Rows from a dataset:
— Start —

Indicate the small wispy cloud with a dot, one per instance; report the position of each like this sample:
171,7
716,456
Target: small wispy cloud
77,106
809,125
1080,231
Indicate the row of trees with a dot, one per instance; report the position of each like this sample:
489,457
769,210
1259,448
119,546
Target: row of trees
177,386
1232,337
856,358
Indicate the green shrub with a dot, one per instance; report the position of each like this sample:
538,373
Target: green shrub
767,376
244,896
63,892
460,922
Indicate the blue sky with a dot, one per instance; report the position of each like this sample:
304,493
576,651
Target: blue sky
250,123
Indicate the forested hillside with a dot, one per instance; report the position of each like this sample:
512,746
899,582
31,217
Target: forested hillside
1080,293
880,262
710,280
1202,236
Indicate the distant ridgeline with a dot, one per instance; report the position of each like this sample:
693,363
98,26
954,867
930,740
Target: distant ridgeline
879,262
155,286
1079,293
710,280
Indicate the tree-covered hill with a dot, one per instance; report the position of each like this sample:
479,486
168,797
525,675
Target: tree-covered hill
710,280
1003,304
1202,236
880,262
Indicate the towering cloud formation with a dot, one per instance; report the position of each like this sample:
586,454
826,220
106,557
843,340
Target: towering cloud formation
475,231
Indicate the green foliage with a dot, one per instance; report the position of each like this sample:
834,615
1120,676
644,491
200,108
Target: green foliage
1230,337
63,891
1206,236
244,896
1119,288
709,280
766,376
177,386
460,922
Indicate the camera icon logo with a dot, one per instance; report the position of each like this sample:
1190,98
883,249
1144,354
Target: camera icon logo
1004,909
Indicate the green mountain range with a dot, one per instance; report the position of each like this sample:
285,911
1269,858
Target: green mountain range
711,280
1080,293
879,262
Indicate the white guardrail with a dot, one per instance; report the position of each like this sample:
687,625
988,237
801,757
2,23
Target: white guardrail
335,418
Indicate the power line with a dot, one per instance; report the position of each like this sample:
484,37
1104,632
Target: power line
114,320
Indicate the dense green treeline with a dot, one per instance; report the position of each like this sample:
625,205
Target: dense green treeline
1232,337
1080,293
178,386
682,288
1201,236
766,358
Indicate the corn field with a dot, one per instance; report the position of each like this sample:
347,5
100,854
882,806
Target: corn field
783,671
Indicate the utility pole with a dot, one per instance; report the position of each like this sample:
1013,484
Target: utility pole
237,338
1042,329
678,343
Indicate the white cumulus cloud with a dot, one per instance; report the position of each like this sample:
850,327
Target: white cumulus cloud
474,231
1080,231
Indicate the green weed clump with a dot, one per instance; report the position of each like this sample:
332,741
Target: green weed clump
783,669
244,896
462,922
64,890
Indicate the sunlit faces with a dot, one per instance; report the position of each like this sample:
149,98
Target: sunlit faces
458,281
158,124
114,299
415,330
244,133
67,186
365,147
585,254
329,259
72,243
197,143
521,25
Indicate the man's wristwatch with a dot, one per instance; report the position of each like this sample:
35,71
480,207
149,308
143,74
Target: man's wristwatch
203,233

— End —

TASK INSTRUCTIONS: Repeat the material above exactly.

SOLUTION BELOW:
Indicate the small wispy cloud with a dot, one per instance; report the position of each like this sample:
171,7
716,456
Target: small wispy cloud
77,106
809,125
1080,231
Indicate the row of trees with a dot, one per instance; report the position of each like this sample:
489,457
769,210
1259,448
119,546
Target: row of trees
177,386
1232,337
856,358
Indicate the green shrub with a dot, one per instance; report the position of each like this sample:
538,373
Target: green shrub
767,376
244,896
63,892
460,922
Indicate the blue sky with a dot, one per instance; report the position of each like this sample:
304,493
576,651
Target: blue sky
250,123
Indicate the forested hillside with a dot, one per instance; report the position of each like this sample:
512,746
899,582
31,217
Target: forested hillside
1080,293
880,262
710,280
1202,236
Indicate the distant ridgeline with a dot, one per instance; report the position of each like this sample:
693,363
98,26
954,867
930,740
Target: distant ridgeline
879,262
155,286
1079,293
710,280
Indicate the tree-covered hill with a dot, one per instance; report the position of each like this sample:
479,486
168,797
525,675
Target: tree-covered hill
710,280
1003,304
1202,236
880,262
Indicate the towering cloud formation with a dot, one per instance; report the position of each like this sample:
586,454
826,220
106,557
843,340
Target: towering cloud formation
475,231
Indicate the green foliage with a dot, one per instance; report the position of each like this sample:
834,615
1120,676
644,491
200,108
Target: green foliage
1230,337
63,891
1206,236
244,896
1119,288
709,280
766,376
177,386
460,922
Indicate the camera icon logo with a dot, one per instance; report the position of each like this sample:
1190,98
883,249
1144,354
Target: camera icon logo
1004,909
Indicate the green mountain range with a dot, one per instance; report the position of each like this sample:
285,911
1269,858
Target: green mountain range
711,280
1080,293
879,262
Indicate the white guardrail with a dot, one per instance; report the position of each like this sample:
687,625
988,237
801,757
2,23
Target: white guardrail
335,418
Indicate the power line with a dot, one per instance; report the position of each like this sample:
484,37
1104,632
Target: power line
114,320
Indicate the dense green treeline with a dot, one per instance; report the position of each like this sample:
625,205
Target: dense green treeline
1232,337
1080,293
178,386
682,288
1201,236
766,358
Indicate the corn field with a dot, one per instance; report the position of each like this sample:
347,5
100,854
882,806
Target: corn field
783,671
Indicate the utility pole with a dot, one per instance; report the position of each like this sample:
1013,484
Target: utility pole
237,338
1042,329
678,343
Indicate the white cumulus cloud with a dot, one per instance; report the position of each like this sample:
850,327
Target: white cumulus cloud
474,231
1080,231
Indicate the green weed clump with a dot, one per instance; report the position of each like this sample:
332,741
Target: green weed clump
783,669
244,896
462,922
64,890
Indicate the sunlit faces with a dot, one per instance; report the position of each like this sample:
149,98
Target: sunlit faces
458,281
158,124
114,299
415,330
244,133
67,186
365,147
585,254
329,259
72,243
197,143
521,25
Indicate the man's wristwatch with a dot, one per instance; report the position of each like this sample:
35,71
480,207
149,308
143,74
Target: man's wristwatch
203,233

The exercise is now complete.